:: WHAT IS EXPECTED ::
Write out unchanged the part of the material that opens with the line containing "Category: grey stone" and closes with the line containing "[357,101,450,167]", including both of those lines.

:: DATASET ROWS ::
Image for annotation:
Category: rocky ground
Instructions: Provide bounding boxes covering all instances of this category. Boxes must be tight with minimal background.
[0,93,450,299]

...

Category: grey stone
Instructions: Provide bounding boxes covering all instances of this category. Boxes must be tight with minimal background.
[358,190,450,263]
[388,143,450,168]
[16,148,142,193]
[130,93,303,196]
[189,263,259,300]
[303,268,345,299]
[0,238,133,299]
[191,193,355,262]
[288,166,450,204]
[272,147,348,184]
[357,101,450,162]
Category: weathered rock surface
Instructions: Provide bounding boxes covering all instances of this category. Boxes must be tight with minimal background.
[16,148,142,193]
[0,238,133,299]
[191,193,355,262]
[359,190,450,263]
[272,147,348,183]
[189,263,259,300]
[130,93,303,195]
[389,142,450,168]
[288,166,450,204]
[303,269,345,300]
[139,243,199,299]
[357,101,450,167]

:: EXERCISE RESPONSE ::
Category: grey stone
Instructions: Provide bounding boxes covering all instances of this category. Boxes must be tight with minimal background.
[358,190,450,263]
[388,143,450,168]
[16,148,142,193]
[130,93,303,196]
[189,263,259,300]
[303,268,345,299]
[0,238,133,299]
[191,193,355,262]
[288,166,450,204]
[272,147,348,184]
[357,101,450,162]
Category: weathered rock surface
Instructions: Provide bounding boxes covering all instances of this category. Boxes must be tight with minimal background.
[16,148,142,193]
[0,238,133,299]
[191,193,355,262]
[359,190,450,263]
[272,147,348,183]
[189,263,259,300]
[130,93,303,195]
[389,142,450,168]
[288,166,450,204]
[303,269,345,300]
[139,243,199,299]
[357,101,450,167]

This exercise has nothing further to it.